QUOTED PASSAGE ::
One thing I learned during this time is one mental health issue can easily affect and make another worse. When you’re dealing with insomnia, anxiety, depression, and suicidal ideation, and ADHD - when you have that much chaos in your brain, of course your ADHD will be worse.
I was struggling overall, and after being screwed over by side effects from ADHD medication, I was willing to try anything that wouldn’t have long term side effects. Now back to when I saw Sue Perkins take San Pedro... I started reading about DMT. Specifically, N-N-DMT and its efficacy when treating C-PTSD, and depression.
After a lot of medical journal reading (there has been an insane amount of research done into DMT, and how it can help heal mental health conditions - yet its still illegal!), I decided N-N-DMT would be my medicine of choice.
I have a friend who I owe a lot to who was a great help in both acquiring and teaching me how to use N-N-DMT. I decided to go for 510 cartridges as it was easier in a vape to control dosage more suited for beginner use. I setup my first trip’s music (moonlight shadow, and then tubular bells) and went in during a lunch break. I took three good sized inhales and shut my eyes.
I saw... nothing really. It was mostly dark. Just me in a cave. That was it. Nothing. But I felt in that moment a sudden wave of happiness. And when I sobered up after it, I realised after it that my depression was gone. My anxiety was gone. I didn’t think about suicide anymore, and I started to sleep well again. That one small trip did more for me than a combined 22 months of therapy, and medication. Things only got better from there to where I experienced more intense and visual trips, each time my brain healing itself some more.
My thoughts on how we treat mental health
The TL:DR? We treat it badly.
It took 15 years of me suffering with issues to find a cure that worked permanently and instantly. Yet the research into this is many years old (take a look at erowid). So why do we treat mental health so poorly?
I spent years between the NHS and private therapists where their idea of a treatment was to essentially “lie” to myself. A fake it till you make it approach (where, if you’re quite skeptical to begin with, this would never work. You want a treatment that you can actually believe rather than lying to yourself). I had a doctor who only had to send me a single form to complete so that I could be referred for ADHD testing refusing to do so. The nurse at the surgery picking my case up instead and sent it to me.
N-N-DMT is a class A drug. By the definition of the law, that means it’s the considered one of the most dangerous and addictive substances which can carry up to 7 years in prison for just being in possession of it. A drug that has shown itself to be one of the best treatments for PTSD and C-PTSD whilst not having long term negative side effects (source).
Now I’ve experienced a few drugs and I can say one thing with certainty: alcohol has fucked me up far more than a breakthrough dose of DMT ever will. I’ve seen so many people get addicted to alcohol and tobacco (both of which are legal) which permanently damaged them. But on the other hand, I’ve seen people use DMT to help treat their alcoholism permanently.
KCL is currently running a study on curing alcoholism withthe use of 5-Meo-DMT.
So why is it like this? Why are certain drugs classified the way they are? Why do so many people believe the laws and follow it blindly? Why are people so scared of researching drugs? Why do people dismiss it so quickly? Why are people so closed minded? Why do we give people a pass when they self medicate with alcohol (oh they’re just having a good time! its Friday night!) but we look down on people who would take shrooms or LSD or any other psychedelic? Which person is actually trying to heal?
Short answer? No idea. Longer answer? I really don’t know.

RECORDS SHOWN ::
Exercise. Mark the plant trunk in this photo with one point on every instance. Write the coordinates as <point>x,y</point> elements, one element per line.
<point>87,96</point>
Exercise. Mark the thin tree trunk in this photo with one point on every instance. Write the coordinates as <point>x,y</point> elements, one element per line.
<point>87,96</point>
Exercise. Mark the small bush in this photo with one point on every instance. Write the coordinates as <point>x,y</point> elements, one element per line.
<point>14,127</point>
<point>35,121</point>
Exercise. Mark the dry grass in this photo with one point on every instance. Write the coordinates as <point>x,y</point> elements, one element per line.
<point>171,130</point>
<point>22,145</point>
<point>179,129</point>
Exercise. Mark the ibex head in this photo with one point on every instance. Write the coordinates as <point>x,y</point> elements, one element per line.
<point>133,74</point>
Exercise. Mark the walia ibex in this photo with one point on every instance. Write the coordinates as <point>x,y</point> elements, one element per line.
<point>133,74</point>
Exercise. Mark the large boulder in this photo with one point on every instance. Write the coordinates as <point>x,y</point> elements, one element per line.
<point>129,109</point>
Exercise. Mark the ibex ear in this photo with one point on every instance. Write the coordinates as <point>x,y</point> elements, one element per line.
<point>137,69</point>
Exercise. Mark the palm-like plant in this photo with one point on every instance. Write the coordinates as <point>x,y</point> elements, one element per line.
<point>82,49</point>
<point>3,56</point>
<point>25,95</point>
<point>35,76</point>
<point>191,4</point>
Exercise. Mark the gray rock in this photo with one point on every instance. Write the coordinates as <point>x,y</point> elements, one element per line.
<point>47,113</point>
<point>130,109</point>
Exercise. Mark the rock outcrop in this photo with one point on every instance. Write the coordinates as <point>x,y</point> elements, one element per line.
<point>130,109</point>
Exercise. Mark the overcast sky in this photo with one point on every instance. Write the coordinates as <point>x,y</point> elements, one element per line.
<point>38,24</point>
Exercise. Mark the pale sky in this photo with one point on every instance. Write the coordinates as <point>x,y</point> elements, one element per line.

THINGS TO DO ::
1/ In the mental health account, how long was the therapy and medication that the first small trip is said to have outdone?
2/ From the mental health account, write out the stretch from "I spent years" through "sent it to me.".

TASK RESULTS ::
1/ A combined 22 months.

2/
I spent years between the NHS and private therapists where their idea of a treatment was to essentially “lie” to myself. A fake it till you make it approach (where, if you’re quite skeptical to begin with, this would never work. You want a treatment that you can actually believe rather than lying to yourself). I had a doctor who only had to send me a single form to complete so that I could be referred for ADHD testing refusing to do so. The nurse at the surgery picking my case up instead and sent it to me.